----- Information supplied -----

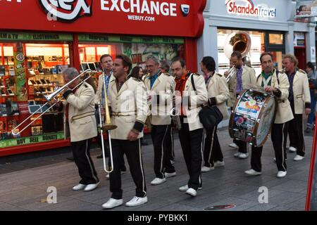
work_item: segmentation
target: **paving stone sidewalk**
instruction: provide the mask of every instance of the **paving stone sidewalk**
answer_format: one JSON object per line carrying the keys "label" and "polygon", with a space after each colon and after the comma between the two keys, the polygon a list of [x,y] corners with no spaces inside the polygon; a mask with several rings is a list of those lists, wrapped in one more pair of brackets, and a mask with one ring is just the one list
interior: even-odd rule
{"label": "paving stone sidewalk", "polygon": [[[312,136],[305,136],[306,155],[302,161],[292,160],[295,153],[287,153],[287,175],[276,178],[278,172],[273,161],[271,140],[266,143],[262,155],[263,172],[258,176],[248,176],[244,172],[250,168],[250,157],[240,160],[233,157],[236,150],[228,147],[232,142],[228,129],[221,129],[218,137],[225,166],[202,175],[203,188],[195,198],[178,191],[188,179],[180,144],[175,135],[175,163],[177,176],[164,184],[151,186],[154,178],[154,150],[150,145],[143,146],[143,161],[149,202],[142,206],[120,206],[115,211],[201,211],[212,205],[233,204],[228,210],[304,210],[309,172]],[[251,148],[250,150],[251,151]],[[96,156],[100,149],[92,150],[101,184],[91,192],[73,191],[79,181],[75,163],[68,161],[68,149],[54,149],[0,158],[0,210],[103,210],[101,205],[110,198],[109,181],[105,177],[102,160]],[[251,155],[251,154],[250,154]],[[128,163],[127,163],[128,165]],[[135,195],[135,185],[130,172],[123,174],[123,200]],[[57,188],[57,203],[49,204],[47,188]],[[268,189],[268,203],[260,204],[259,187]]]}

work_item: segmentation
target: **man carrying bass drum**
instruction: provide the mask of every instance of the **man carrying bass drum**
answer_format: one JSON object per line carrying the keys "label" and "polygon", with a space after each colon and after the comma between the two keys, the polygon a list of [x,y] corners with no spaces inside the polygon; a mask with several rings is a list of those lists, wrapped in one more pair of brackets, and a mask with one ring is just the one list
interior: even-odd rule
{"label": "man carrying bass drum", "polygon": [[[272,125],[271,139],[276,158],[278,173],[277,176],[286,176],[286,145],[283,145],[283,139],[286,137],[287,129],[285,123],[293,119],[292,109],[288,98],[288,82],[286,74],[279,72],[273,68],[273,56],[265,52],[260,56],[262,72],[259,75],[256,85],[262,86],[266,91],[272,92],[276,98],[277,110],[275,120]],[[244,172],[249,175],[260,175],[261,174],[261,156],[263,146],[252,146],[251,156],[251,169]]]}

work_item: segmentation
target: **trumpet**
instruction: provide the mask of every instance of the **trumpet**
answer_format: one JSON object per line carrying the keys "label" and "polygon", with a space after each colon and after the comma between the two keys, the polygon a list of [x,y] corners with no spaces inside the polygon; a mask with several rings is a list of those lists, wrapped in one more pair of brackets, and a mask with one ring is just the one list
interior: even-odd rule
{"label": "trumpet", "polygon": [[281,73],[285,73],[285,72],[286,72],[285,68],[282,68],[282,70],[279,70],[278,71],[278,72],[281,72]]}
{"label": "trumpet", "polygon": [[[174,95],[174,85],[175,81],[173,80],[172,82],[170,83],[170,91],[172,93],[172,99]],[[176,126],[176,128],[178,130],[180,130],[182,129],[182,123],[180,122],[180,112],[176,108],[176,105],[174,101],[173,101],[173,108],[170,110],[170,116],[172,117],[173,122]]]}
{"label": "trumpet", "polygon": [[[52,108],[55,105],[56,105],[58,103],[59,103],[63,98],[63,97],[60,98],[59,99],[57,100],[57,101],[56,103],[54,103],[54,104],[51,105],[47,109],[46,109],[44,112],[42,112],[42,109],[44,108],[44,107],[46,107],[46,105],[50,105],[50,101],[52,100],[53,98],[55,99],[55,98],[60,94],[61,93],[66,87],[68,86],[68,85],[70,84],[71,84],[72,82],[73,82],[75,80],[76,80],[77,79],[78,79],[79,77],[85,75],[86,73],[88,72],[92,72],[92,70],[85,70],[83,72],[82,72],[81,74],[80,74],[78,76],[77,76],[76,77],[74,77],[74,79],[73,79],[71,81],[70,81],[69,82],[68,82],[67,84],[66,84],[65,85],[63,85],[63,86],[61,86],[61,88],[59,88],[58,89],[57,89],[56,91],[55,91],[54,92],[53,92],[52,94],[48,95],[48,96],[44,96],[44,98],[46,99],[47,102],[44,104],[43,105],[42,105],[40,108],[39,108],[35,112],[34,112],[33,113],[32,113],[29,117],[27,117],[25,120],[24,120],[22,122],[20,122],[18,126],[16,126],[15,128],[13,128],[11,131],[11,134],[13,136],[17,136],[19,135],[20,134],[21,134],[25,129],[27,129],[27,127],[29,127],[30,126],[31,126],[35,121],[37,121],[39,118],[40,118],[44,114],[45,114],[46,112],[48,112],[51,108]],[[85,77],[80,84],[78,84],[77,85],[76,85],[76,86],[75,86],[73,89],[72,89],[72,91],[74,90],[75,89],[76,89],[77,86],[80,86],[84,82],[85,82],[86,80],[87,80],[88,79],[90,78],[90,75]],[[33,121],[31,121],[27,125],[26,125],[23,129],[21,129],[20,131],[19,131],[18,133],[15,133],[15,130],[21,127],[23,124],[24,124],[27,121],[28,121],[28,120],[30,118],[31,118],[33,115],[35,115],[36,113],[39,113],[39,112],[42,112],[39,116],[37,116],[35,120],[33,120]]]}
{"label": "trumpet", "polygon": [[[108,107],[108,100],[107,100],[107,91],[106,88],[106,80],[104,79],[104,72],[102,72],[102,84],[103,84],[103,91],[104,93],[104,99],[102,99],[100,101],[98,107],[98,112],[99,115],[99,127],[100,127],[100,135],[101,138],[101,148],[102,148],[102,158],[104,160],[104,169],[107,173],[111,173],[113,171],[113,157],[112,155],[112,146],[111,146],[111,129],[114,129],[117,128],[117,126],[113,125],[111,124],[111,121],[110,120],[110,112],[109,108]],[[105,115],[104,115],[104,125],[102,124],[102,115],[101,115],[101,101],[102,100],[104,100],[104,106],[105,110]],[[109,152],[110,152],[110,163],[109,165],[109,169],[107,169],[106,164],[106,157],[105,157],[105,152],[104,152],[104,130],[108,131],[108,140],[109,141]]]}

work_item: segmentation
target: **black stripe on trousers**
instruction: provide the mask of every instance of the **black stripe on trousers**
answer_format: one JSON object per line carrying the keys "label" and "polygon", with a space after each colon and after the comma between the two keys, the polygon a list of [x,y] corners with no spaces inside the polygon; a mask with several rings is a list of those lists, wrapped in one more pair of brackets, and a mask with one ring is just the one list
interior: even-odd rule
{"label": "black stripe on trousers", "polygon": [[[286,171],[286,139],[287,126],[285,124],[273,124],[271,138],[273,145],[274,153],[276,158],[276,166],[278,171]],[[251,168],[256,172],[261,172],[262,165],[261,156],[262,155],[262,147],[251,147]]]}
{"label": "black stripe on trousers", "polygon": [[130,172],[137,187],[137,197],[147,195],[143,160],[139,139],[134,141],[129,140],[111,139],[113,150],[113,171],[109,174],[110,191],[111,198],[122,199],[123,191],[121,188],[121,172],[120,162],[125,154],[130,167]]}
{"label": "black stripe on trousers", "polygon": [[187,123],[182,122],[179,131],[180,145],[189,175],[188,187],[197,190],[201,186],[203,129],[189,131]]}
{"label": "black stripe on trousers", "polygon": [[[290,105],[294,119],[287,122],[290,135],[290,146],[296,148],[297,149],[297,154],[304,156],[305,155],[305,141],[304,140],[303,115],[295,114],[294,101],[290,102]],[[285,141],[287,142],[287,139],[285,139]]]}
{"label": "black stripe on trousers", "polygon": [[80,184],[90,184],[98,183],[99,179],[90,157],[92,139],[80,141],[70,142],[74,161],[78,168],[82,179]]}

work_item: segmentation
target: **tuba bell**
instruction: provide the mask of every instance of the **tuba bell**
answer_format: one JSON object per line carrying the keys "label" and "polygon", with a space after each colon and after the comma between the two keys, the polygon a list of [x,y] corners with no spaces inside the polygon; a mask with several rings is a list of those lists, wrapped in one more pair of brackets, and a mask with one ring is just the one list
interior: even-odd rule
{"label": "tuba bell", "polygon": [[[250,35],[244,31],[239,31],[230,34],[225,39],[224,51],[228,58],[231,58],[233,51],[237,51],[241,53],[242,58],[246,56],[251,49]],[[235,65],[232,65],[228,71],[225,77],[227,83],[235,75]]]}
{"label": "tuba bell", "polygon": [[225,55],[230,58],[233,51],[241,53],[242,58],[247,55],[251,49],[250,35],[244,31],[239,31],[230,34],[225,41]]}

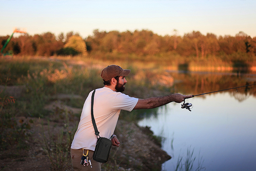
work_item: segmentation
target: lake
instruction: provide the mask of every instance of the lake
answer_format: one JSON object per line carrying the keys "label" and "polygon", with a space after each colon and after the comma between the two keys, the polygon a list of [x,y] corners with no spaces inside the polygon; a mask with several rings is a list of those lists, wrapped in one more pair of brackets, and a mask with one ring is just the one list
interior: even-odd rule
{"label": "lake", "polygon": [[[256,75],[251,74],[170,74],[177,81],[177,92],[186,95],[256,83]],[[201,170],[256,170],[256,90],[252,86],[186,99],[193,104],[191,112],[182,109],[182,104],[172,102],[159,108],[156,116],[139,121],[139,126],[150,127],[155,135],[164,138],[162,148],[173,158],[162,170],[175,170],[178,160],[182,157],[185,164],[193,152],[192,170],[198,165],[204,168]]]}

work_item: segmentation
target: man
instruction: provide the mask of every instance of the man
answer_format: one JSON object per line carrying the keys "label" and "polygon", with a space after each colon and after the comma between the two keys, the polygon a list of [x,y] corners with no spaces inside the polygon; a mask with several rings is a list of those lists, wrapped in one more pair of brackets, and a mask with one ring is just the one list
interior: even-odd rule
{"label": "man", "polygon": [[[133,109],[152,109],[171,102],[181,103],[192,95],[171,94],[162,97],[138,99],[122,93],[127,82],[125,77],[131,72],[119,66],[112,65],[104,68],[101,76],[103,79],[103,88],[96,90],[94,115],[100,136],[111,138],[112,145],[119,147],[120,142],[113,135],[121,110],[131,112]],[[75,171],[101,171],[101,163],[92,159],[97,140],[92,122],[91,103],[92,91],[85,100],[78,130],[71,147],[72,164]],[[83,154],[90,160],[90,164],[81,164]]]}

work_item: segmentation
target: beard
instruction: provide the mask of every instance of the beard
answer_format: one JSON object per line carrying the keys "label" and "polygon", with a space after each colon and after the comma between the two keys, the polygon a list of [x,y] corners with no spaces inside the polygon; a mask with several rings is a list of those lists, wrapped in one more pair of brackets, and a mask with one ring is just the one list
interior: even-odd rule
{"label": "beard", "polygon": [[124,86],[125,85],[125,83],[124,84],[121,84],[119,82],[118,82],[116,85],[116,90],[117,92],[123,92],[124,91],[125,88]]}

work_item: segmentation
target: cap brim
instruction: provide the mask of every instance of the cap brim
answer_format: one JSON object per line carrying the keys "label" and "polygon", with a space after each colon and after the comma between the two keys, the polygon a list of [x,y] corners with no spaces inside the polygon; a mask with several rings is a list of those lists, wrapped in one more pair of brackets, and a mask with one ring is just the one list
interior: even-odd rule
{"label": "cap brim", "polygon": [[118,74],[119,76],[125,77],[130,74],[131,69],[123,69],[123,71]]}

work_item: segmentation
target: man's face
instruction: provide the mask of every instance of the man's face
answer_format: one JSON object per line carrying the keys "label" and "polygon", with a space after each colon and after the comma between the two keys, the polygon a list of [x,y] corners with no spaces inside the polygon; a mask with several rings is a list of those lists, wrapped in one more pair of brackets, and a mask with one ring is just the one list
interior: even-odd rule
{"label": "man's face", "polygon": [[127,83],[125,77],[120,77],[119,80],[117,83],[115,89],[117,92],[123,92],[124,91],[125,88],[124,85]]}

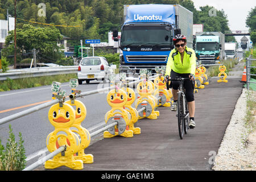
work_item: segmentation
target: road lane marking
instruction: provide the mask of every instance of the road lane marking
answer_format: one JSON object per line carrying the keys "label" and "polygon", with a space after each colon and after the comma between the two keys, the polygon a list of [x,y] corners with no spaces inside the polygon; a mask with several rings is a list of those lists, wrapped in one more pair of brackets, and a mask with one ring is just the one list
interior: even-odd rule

-----

= Requirements =
Return every line of the items above that contains the string "brim".

= Exercise solution =
target: cap brim
instruction: provide the mask of every instance of the cap brim
{"label": "cap brim", "polygon": [[118,74],[119,76],[125,77],[130,74],[131,69],[123,69],[123,71]]}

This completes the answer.